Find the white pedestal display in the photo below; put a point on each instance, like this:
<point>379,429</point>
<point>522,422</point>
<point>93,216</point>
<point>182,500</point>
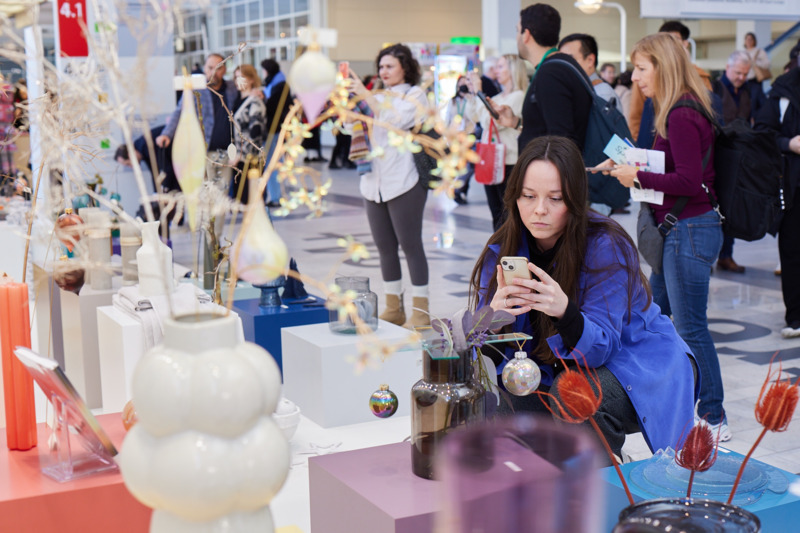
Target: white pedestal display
<point>121,344</point>
<point>205,454</point>
<point>79,326</point>
<point>319,373</point>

*AIM*:
Rewrite the material above, replacing every occurrence of "white pedestal display" with "white display stand" and leaving all other text unchanged. Omit the picture from your answer.

*REPLY*:
Find the white display stand in the photo below; put a point on each instance, like this:
<point>379,429</point>
<point>522,422</point>
<point>93,216</point>
<point>182,500</point>
Target: white display stand
<point>121,344</point>
<point>205,454</point>
<point>79,326</point>
<point>319,373</point>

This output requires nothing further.